# WHAT THE EXERCISE ASKS:
Gather every line in the data below that contains the string "feather", and reproduce those lines unchanged. Matching is case-sensitive.

** Begin TASK DATA **

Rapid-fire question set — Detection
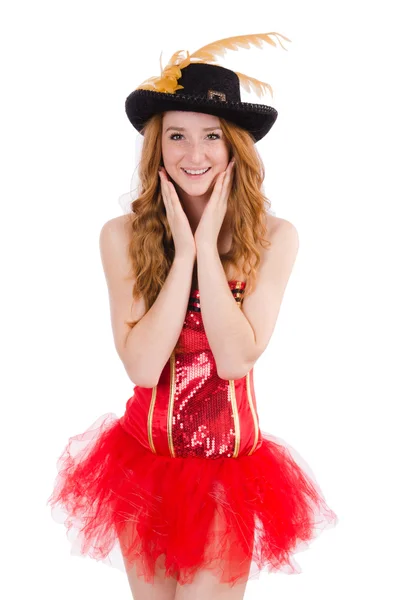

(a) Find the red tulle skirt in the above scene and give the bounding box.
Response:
[47,413,338,585]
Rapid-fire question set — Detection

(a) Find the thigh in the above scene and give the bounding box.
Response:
[118,522,177,600]
[124,554,177,600]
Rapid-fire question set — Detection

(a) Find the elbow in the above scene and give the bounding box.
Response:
[124,365,158,388]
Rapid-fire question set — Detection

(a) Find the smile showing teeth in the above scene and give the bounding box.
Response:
[182,167,211,175]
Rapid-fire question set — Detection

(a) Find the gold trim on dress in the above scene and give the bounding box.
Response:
[229,379,241,458]
[148,385,157,454]
[167,351,175,458]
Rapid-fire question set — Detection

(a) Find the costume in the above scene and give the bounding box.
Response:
[48,34,337,585]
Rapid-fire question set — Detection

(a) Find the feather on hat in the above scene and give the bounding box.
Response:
[125,32,291,141]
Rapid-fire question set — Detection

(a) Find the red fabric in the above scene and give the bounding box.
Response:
[48,282,337,585]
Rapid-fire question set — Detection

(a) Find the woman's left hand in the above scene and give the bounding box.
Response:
[194,159,234,249]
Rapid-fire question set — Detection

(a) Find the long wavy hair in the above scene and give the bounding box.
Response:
[126,113,271,350]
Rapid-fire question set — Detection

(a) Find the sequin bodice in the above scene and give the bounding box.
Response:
[120,280,262,458]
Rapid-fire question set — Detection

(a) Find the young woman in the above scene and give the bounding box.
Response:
[50,33,337,600]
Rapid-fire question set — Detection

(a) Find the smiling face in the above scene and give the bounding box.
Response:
[161,110,229,204]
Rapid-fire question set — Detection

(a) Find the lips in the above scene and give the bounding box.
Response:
[181,167,211,179]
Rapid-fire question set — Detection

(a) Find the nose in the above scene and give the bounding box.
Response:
[186,142,206,166]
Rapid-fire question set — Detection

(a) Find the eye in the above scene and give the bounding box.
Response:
[170,133,220,141]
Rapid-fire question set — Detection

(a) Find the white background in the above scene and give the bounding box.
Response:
[0,0,397,600]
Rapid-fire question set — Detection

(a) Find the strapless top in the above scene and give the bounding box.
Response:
[120,280,262,459]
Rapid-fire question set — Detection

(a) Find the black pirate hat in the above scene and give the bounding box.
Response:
[125,32,291,142]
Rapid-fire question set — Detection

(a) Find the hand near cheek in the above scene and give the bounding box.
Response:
[194,159,234,248]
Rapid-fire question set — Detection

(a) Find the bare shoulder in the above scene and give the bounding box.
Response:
[99,214,135,284]
[102,213,135,238]
[267,214,299,243]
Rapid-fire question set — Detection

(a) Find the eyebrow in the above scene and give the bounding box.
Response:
[165,126,221,133]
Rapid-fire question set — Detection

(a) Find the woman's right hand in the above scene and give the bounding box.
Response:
[159,167,196,257]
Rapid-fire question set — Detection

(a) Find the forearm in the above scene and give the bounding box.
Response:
[126,255,195,387]
[197,245,255,379]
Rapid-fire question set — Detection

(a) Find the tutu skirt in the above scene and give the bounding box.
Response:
[47,413,337,585]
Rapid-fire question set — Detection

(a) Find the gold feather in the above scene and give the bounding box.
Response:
[136,31,291,97]
[235,71,273,98]
[190,31,291,62]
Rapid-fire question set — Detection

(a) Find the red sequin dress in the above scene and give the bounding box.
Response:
[48,280,338,585]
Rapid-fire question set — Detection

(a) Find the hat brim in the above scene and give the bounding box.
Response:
[125,90,278,142]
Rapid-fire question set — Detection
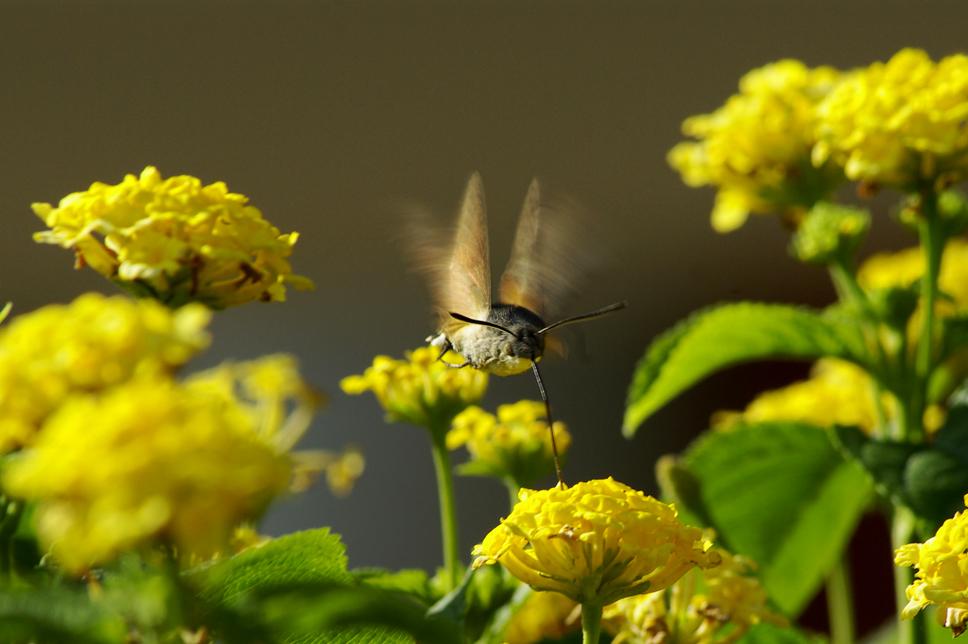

** End TASK DATA **

# IN RESPONSE:
(a) Find the feather on hat in the above scene and give the bounding box.
(a) Find the gold feather in the above scene and give the bounding box.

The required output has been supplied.